Point placement records

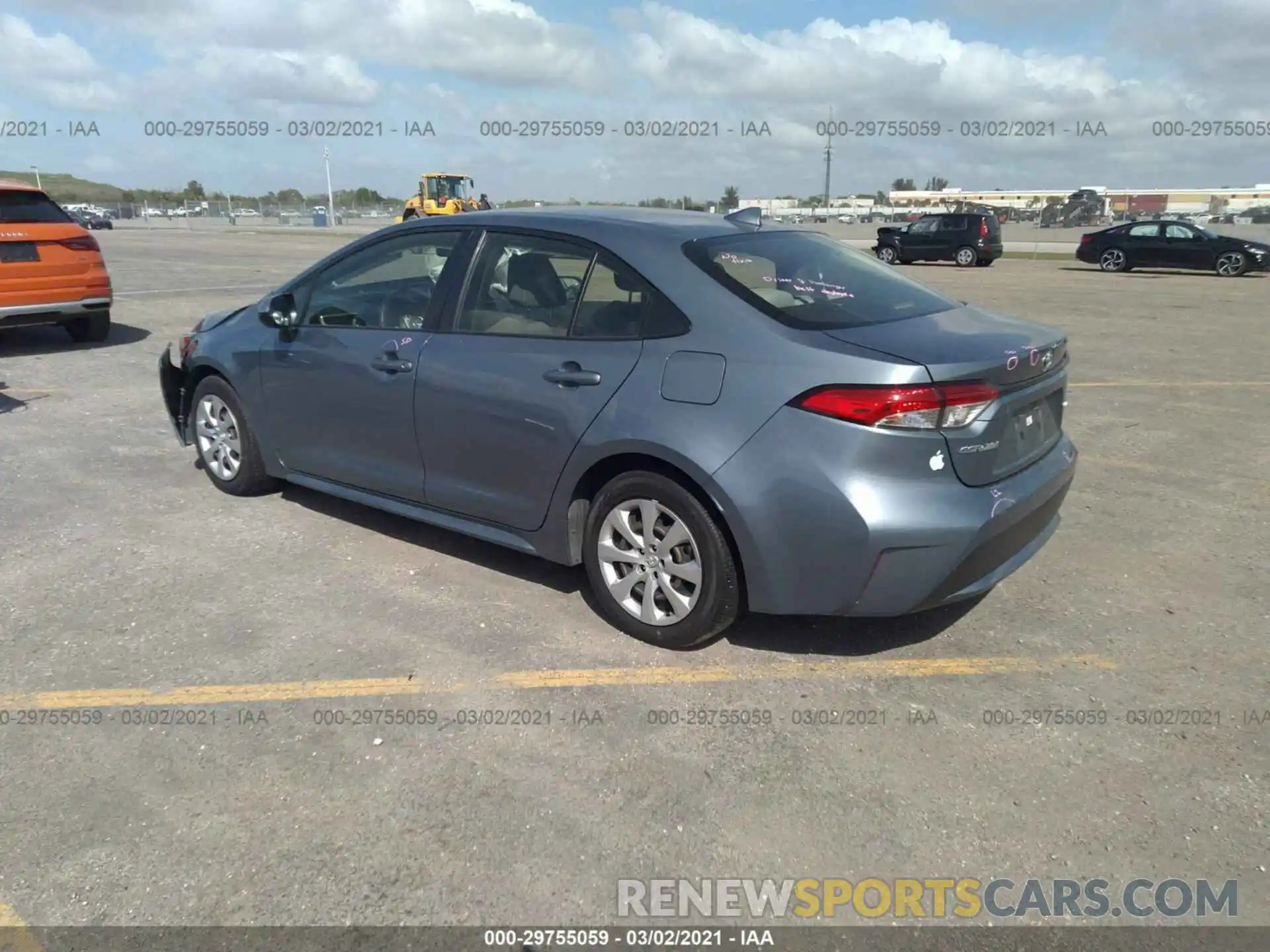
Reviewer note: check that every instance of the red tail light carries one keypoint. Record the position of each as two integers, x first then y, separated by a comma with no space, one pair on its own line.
84,243
915,408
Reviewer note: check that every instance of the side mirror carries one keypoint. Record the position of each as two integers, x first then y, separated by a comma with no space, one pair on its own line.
280,311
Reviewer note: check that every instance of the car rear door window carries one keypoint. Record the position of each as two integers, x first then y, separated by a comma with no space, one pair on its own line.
385,286
810,281
524,286
620,305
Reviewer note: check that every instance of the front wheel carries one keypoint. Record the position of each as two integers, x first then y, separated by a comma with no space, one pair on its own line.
1114,260
226,444
658,563
1231,264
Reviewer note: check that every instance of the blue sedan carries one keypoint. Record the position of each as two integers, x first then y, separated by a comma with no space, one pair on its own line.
710,414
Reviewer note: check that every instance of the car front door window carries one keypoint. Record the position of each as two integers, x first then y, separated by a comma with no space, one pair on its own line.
388,286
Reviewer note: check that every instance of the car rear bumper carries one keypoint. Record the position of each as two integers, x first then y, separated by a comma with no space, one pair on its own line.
54,313
172,383
839,520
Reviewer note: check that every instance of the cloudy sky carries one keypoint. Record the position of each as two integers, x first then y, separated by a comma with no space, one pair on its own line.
459,63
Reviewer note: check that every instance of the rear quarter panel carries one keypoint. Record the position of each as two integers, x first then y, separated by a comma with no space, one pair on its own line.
767,365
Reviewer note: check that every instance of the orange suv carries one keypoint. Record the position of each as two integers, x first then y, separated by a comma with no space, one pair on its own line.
51,270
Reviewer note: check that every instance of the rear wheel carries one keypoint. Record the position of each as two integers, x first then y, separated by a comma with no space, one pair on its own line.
1114,260
1231,264
89,329
226,444
658,563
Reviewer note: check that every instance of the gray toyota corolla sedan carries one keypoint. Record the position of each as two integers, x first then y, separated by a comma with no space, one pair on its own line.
710,414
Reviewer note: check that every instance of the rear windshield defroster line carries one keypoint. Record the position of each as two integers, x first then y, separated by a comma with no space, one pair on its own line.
810,282
31,208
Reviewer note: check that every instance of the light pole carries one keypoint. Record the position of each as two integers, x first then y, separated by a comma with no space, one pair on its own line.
828,161
331,197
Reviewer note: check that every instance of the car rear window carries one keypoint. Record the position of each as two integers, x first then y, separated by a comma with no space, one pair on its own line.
30,208
812,282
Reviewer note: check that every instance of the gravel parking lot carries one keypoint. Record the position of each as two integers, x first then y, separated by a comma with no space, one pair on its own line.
276,619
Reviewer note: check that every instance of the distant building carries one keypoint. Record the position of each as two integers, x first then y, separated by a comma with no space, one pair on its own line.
1177,201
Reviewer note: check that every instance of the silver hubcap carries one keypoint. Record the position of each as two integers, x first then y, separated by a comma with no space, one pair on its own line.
650,561
1230,263
219,441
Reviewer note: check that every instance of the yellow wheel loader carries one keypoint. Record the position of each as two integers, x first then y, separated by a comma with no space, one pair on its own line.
441,193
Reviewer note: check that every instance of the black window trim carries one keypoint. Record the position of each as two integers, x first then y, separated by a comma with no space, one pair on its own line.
451,317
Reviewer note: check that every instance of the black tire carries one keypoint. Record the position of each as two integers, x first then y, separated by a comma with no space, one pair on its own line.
89,329
1236,267
719,601
1111,264
251,479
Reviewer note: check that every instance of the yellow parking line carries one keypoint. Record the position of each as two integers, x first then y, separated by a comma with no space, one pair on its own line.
15,933
567,678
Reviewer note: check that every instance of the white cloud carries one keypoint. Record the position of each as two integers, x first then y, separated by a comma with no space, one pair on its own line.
458,63
245,75
55,70
497,41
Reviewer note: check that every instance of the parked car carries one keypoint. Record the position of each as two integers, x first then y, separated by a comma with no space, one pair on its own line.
574,383
51,268
93,222
969,239
1171,244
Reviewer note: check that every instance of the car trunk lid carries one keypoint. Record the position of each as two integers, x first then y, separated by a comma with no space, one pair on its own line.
1027,362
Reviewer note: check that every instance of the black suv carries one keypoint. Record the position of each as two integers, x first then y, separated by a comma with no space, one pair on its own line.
967,239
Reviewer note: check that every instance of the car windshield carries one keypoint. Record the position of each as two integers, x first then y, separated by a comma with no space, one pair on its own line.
30,208
812,282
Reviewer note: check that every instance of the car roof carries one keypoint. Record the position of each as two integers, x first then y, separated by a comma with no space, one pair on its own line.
18,186
605,226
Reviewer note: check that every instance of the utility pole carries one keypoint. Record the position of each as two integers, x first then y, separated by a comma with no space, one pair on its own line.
828,160
331,197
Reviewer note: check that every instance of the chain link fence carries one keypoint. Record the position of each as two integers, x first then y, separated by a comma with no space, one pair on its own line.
224,214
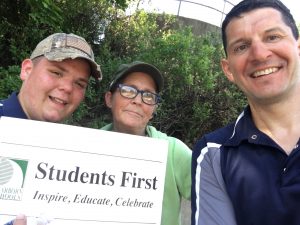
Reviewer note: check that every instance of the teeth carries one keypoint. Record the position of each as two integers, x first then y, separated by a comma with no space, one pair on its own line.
265,72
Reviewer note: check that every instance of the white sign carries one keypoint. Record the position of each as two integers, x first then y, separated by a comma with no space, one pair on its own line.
75,175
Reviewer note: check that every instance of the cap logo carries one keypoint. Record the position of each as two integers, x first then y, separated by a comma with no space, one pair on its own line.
64,40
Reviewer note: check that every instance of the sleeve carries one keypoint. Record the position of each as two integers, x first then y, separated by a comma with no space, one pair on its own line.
182,163
210,202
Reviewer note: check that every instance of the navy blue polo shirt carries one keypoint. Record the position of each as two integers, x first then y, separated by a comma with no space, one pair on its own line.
11,107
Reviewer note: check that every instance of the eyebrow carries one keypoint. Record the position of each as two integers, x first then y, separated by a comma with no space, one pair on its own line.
58,65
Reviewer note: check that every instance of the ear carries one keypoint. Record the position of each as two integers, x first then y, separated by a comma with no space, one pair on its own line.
26,68
226,70
108,99
298,46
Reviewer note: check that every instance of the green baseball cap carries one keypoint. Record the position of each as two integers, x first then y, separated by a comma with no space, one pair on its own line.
60,46
138,66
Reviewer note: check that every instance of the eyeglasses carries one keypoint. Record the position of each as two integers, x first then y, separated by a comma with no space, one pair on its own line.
130,92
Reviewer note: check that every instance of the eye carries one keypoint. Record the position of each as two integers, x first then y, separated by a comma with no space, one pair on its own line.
56,73
81,85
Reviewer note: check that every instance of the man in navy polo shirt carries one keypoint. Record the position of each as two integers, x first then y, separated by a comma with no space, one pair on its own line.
248,173
55,78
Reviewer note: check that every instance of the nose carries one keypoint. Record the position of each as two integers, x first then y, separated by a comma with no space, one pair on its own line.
259,51
66,85
137,99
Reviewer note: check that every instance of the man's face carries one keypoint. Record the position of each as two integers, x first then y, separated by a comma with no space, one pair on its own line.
263,56
51,91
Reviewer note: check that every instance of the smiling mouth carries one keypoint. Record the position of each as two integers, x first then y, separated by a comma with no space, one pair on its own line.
57,100
265,72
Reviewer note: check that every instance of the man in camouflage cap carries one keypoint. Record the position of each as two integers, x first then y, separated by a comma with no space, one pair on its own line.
55,78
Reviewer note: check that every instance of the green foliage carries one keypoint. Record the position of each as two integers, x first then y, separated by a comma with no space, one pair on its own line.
197,97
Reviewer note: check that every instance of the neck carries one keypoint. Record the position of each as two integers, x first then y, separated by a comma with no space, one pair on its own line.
280,121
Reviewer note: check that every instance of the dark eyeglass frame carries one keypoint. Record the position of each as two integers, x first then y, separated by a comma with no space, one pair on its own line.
137,91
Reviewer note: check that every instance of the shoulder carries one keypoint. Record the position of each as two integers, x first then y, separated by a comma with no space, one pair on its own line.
176,146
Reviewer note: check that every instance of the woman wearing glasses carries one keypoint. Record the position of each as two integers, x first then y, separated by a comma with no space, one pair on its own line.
133,97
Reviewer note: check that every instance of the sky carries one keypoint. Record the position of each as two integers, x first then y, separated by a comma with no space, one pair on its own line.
209,11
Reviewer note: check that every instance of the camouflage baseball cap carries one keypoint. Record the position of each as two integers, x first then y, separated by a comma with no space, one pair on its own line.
60,46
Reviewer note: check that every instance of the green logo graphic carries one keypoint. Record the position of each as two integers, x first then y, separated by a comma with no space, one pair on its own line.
12,178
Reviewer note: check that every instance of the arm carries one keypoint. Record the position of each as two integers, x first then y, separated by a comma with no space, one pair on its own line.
210,202
182,168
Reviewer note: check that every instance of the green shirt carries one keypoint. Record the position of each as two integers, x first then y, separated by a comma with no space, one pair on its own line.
178,175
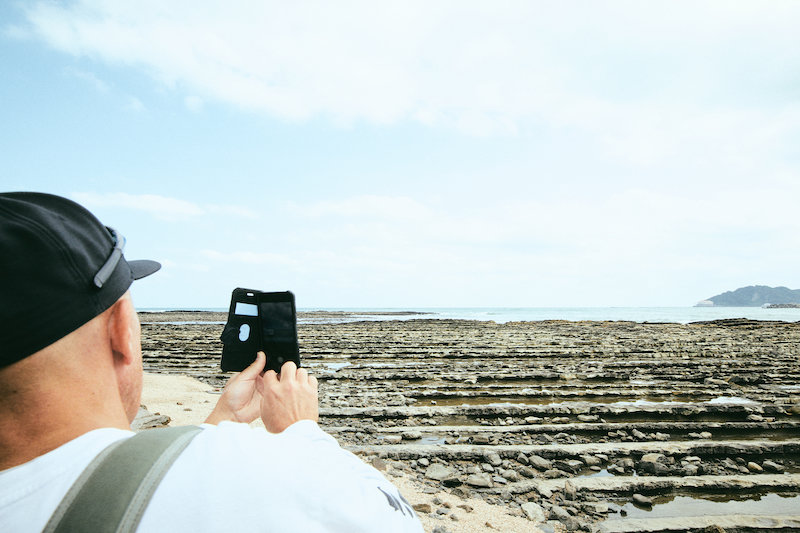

◆ **Job**
Return every line in the listing above that contains the word "loader".

◆ **Output for this exercise**
Reviewer note: check that every instance of the yellow wheel loader carries one keypoint. Record the position of each as two integers, x first then y, separated by a comma with no space, one pair on its own line.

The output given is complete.